- Document extract -
:::

PR = page_rank(nodes, edges, 1)


## Link Analysis

\[20 points\] In this final section, you will compute some properties of the web-site graph you downloaded.

First, consider the _in-link count_ of a website, simply the number of web-sites pointing to it (including self-links). 

In [None]:
# TODO: List the document ID, domain name, and in-link count of the 60 websites with the highest in-link count

M = dict()

for edge in edges:

   if edge[1] in M:

      M[edge[1]].add(edge[0])
   
   else:

      M[edge[1]] = {edge[0]}

sorted_dict = dict(sorted(M.items(), key=lambda item : len(item[1]), reverse=True))

count = 0

for key, value in sorted_dict.items():
   
   if count >= 60:
      break
   
   print(f"Document ID : {key}, Domain Name : {len(sorted_dict[key])}, In-Link Count : {len(value)}")

   count += 1

print("Count is " + str(count))
   



Then, use the PageRank values compute by your second implementation. Note that some websites will have both a high in-link count and PageRank.

In [None]:
# TODO: List the document ID, domain name, and PageRank of the 60 websites with the highest PageRank.

sorted_page_ranks = dict(sorted(PR.items(), key=lambda item : item[1], reverse=True))

count = 0

for key, value in sorted_page_ranks.items():
   
   if count >= 60:
      break
   
   print(f"Document ID : {key}, Domain Name : {nodes[key]}, Page Rank : {value}")

   count += 1

print("Count is " + str(count))


Finally, compute some summary statistics on this dataset.

In [None]:
# TODO: Compute:
# - the proportion of websites with no in-links (i.e., source nodes);

source_node_count = 0

for node in nodes:

    if node[0] not in M:

        source_node_count += 1

result = source_node_count / len(nodes)

print(result)

:::

- Information supplied -
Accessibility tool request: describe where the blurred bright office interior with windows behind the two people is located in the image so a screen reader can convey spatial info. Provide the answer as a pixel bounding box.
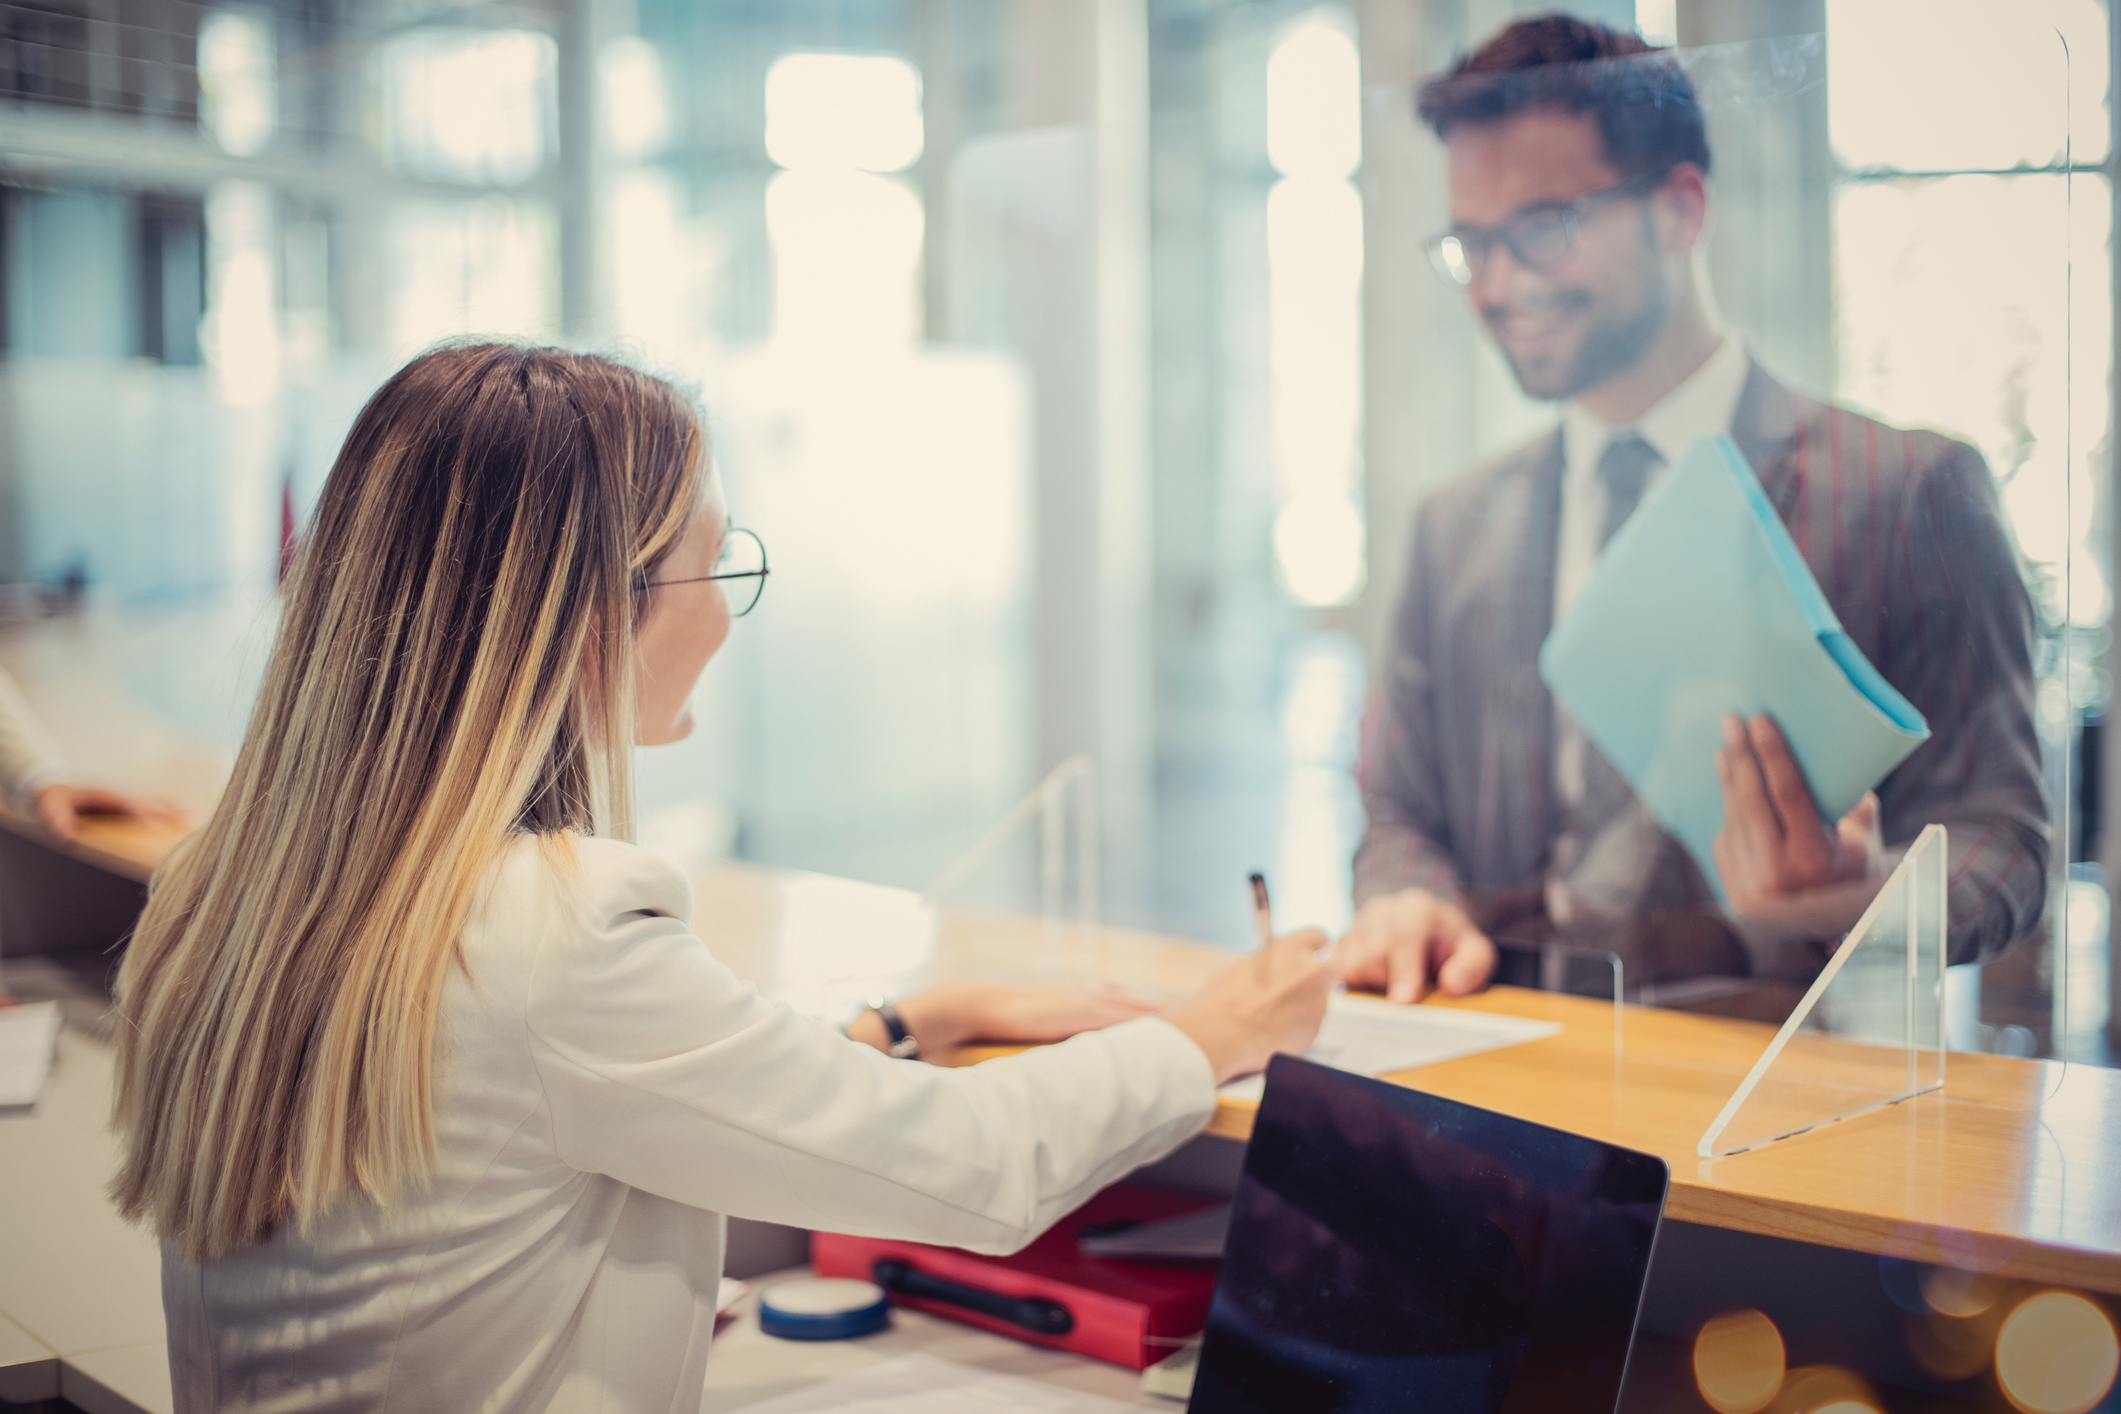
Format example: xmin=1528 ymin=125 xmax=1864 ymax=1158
xmin=0 ymin=0 xmax=2121 ymax=1064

:::

- Work instruction -
Repeat the link analysis excerpt word for word between "First, consider the" and "M[edge[1]].add(edge[0])", inclusive.

- Written solution -
First, consider the _in-link count_ of a website, simply the number of web-sites pointing to it (including self-links). 

In [None]:
# TODO: List the document ID, domain name, and in-link count of the 60 websites with the highest in-link count

M = dict()

for edge in edges:

   if edge[1] in M:

      M[edge[1]].add(edge[0])